## SOURCE EXCERPT

☆ ☆ ☆ ☆ ☆

And Steve Wynn is still on a roll despite the youthquake, racing to complete his $2.2 billion, 2,034-room Encore by the end of the year. No word on whether crown molding will be in place. Nor changing tables in the ladies’ room.
The new Vegas is obvious; where once it was chauffeured stretch limos, it’s now private jets on the tarmac. And although Russian sable and big fat diamond watches still sell, the latest fad is a pair of $18,000 Bishop of Seventh Iced jeans from Mojitos Resort Wear at the Wynn. The dungarees, encrusted with seven carats of five-point diamonds and designed with Japanese jeweler Taka Mizuno, are delivered by a Brinks armored car. (One word: marketing.)
Nowhere is today’s Vegas on better display than in the stores. It’s swipe central, from Chanel to YSL, Gucci to Pucci, Fendi to faux–Main Line Pappagallo princess Kate Spade.
The consumer frenzy is what truly reflects Las Vegas’s bizarre personality. They come for one-of-a-kind baubles, such as the $150,000 antique diamond tiara from Fred Leighton found only on the Via Bellagio. And Versace, at the Forum Shops, offers a bedroom set for $140,000.
“The taste level has changed,” says Sunil To- lani, who works at the Versace boutique. “There are more young people with more money, and they are all entrepreneurs.”
“It’s not the same old buffet crowd,” agrees Kenneth Harvey, manager of the Alexander McQueen shop at the Wynn. “These are world-class consumers.”

☆ ☆ ☆ ☆ ☆

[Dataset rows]

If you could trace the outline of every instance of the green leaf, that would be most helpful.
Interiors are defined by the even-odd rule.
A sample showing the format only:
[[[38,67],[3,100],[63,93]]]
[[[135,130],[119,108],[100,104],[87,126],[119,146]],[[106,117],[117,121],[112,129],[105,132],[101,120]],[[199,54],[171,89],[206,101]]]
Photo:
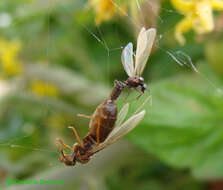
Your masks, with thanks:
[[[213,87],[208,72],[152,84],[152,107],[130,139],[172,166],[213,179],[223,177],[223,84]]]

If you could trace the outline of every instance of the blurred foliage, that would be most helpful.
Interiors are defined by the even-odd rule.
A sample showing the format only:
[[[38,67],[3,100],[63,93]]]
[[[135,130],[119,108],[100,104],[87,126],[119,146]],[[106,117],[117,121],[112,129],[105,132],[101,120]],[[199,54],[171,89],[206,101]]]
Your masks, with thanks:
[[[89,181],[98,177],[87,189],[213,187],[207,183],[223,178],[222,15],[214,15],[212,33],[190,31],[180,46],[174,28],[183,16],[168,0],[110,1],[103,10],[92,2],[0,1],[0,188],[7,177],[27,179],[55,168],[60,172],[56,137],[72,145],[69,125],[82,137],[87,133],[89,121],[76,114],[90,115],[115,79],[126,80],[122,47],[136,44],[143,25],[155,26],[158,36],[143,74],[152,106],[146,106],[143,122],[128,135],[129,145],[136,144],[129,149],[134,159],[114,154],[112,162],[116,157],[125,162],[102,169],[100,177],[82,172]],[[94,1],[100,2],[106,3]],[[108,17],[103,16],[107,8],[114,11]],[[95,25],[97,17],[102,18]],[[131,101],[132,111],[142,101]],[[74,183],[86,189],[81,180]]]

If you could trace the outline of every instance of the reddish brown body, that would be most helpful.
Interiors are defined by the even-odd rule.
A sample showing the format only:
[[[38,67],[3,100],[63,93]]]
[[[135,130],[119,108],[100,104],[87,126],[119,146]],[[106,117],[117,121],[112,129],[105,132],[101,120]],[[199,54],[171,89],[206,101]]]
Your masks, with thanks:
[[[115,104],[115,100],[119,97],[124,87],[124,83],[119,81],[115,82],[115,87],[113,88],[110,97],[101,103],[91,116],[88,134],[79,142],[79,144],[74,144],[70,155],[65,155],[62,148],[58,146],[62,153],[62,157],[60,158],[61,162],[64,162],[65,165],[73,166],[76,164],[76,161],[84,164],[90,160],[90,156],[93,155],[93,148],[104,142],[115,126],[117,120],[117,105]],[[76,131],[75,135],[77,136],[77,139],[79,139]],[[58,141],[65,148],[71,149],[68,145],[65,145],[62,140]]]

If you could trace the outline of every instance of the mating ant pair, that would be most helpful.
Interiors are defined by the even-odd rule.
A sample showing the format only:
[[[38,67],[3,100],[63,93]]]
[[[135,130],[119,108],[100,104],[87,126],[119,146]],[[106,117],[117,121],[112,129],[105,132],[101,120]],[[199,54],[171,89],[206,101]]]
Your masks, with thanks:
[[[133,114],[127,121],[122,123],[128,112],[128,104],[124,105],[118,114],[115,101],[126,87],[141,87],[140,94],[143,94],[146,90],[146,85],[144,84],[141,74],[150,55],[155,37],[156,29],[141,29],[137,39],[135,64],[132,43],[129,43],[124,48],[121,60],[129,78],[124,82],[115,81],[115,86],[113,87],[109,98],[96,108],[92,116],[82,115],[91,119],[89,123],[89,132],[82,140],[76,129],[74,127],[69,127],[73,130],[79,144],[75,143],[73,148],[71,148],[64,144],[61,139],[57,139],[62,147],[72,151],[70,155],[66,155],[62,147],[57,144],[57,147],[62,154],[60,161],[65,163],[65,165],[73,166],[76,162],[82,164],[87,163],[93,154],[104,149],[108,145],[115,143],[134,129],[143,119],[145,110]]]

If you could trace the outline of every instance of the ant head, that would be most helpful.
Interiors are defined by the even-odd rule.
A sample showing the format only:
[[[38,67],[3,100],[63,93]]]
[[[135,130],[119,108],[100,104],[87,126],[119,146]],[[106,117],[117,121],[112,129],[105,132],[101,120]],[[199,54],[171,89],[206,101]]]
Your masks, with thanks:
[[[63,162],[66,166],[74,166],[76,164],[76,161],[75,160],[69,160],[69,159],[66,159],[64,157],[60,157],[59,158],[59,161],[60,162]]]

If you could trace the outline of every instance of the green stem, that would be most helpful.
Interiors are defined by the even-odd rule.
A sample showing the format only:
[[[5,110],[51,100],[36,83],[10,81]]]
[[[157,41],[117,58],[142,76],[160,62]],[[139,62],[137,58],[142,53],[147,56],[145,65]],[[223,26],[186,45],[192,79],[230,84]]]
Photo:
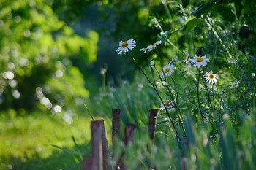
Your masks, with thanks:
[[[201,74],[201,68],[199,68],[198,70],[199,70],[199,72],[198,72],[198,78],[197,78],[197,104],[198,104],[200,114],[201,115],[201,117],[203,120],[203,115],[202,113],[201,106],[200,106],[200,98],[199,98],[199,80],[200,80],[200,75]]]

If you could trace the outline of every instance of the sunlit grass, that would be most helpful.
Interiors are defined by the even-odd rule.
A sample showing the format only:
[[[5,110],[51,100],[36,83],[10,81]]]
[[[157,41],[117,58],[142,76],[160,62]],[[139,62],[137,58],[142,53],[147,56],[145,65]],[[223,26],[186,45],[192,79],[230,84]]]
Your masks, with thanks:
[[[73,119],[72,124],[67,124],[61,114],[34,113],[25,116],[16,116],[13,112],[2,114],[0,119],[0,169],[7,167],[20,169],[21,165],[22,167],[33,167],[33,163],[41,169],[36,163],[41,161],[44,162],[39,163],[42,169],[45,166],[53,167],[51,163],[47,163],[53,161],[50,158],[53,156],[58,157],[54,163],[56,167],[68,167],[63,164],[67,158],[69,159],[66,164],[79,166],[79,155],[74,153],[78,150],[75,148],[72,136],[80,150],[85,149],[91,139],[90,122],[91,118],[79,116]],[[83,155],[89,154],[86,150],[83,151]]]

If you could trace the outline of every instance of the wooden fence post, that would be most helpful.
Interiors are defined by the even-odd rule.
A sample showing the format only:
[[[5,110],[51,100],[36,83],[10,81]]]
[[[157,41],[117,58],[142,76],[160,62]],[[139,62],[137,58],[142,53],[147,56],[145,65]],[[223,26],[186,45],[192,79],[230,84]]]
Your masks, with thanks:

☆ ☆ ☆ ☆ ☆

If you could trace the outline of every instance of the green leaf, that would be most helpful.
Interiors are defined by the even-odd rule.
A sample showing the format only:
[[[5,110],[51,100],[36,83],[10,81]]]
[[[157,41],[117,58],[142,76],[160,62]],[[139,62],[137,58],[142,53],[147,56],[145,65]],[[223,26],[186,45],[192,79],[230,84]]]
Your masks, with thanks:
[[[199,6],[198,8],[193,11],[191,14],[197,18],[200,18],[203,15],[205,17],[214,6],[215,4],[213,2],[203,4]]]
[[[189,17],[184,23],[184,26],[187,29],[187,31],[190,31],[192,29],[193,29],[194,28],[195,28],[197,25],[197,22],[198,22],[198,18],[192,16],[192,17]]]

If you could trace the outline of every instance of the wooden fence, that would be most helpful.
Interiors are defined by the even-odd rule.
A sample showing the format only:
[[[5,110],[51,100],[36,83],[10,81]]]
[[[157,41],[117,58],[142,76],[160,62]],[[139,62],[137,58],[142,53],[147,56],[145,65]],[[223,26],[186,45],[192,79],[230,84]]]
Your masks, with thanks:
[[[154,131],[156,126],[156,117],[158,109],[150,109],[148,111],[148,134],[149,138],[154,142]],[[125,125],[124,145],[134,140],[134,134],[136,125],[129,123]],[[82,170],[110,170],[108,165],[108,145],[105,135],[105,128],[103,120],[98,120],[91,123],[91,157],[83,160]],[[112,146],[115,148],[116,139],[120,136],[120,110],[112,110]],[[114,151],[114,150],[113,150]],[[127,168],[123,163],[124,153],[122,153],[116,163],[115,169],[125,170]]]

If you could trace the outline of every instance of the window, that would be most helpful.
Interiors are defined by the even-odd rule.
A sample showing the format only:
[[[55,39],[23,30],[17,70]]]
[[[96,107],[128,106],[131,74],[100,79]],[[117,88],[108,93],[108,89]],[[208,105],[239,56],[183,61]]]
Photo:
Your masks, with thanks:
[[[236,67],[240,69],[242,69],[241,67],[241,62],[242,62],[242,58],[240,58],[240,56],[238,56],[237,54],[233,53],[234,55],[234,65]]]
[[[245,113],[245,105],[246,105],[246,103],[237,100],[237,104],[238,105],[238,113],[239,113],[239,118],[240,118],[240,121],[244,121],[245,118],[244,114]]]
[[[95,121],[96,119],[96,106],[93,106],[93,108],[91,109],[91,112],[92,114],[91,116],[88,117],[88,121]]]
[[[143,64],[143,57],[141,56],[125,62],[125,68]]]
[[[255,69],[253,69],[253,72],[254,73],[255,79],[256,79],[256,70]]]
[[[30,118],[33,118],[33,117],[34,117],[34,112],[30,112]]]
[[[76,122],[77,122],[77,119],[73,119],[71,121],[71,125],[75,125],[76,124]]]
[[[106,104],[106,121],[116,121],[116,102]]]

☆ ☆ ☆ ☆ ☆

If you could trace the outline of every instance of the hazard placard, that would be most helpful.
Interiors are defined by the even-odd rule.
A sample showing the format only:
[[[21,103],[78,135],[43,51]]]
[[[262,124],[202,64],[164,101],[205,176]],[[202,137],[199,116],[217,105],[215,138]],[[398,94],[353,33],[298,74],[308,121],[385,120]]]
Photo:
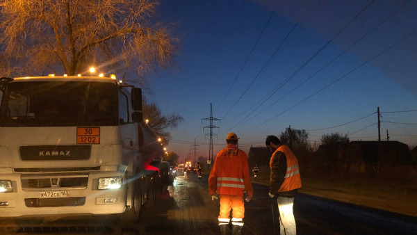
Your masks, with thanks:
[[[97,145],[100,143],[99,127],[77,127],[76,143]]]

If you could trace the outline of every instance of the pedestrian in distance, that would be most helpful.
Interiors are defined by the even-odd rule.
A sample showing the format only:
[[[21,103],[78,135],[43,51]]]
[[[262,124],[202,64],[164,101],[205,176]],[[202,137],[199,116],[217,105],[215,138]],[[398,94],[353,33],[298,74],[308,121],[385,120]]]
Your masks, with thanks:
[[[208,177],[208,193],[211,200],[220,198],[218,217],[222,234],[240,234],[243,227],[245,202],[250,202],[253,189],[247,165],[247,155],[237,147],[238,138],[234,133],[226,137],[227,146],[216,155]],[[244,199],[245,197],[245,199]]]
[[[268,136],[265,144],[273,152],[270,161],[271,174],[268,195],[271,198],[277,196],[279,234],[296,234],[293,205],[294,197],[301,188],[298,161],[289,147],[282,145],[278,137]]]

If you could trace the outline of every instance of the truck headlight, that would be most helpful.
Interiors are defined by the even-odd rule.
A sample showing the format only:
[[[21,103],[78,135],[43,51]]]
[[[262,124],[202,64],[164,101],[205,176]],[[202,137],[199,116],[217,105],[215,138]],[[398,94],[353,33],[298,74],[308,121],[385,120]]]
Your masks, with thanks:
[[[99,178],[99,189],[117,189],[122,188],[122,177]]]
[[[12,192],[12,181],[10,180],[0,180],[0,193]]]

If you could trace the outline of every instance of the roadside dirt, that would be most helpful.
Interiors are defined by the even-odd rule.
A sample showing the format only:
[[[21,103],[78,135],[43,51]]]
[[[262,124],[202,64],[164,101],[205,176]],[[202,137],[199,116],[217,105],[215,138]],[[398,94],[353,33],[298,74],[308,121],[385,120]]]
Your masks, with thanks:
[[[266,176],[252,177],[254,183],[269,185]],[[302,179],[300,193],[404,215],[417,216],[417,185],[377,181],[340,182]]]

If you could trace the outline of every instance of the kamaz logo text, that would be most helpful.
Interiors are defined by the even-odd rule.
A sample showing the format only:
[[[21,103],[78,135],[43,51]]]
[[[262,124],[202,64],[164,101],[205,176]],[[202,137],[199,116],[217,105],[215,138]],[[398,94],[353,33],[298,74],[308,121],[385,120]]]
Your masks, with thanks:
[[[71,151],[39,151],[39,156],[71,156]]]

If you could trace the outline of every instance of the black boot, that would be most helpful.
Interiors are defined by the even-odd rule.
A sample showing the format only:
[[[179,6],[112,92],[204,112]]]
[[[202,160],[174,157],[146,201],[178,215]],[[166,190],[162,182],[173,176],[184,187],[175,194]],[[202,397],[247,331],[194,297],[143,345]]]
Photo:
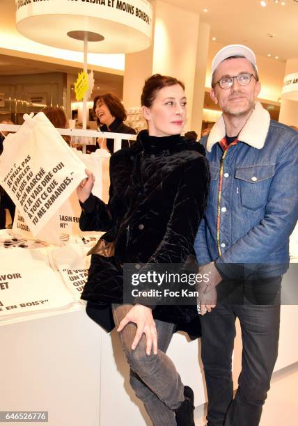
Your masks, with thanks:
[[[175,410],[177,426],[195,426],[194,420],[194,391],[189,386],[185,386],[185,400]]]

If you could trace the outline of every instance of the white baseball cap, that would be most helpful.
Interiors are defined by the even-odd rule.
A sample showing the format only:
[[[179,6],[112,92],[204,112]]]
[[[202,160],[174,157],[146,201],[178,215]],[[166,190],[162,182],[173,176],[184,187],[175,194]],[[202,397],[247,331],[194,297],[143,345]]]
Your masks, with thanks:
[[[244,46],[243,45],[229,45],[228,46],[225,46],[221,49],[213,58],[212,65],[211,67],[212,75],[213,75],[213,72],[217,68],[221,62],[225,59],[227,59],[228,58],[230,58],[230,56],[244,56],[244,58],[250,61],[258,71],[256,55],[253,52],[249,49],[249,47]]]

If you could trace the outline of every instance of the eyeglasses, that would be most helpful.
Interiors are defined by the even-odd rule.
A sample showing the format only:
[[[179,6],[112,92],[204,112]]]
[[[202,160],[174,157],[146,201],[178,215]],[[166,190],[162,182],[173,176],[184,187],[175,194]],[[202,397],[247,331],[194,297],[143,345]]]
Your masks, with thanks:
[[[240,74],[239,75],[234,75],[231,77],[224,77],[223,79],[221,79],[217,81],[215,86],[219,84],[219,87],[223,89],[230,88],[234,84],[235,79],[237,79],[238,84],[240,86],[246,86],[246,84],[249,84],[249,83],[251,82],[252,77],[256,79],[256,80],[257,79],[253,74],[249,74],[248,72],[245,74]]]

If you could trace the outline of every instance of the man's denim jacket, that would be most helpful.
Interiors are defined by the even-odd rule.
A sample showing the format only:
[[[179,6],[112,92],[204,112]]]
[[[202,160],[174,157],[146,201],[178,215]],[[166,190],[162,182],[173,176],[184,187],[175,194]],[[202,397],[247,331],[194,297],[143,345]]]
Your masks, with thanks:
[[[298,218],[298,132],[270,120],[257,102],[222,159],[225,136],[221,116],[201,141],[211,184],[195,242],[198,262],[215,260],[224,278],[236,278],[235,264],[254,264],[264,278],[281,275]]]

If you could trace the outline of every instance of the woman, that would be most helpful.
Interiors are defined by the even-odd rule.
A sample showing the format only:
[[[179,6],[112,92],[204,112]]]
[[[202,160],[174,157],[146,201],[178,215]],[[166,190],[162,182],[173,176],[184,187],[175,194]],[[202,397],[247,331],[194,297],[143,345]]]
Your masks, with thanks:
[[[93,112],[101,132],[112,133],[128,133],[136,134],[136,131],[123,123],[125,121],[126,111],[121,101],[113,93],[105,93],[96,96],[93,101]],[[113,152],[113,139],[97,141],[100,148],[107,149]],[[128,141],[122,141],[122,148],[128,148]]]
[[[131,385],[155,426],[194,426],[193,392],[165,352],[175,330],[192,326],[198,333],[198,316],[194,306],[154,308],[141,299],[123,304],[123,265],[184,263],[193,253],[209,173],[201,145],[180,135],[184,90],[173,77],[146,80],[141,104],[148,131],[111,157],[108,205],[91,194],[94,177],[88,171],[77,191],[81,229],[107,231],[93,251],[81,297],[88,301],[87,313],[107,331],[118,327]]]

☆ ☆ ☆ ☆ ☆

## DIRECTIVE
Can you return the stretch of the Las Vegas shopping passage between "The consumer frenzy" and "set for $140,000.", inclusive, copied word for word?

## ANSWER TO THE TASK
The consumer frenzy is what truly reflects Las Vegas’s bizarre personality. They come for one-of-a-kind baubles, such as the $150,000 antique diamond tiara from Fred Leighton found only on the Via Bellagio. And Versace, at the Forum Shops, offers a bedroom set for $140,000.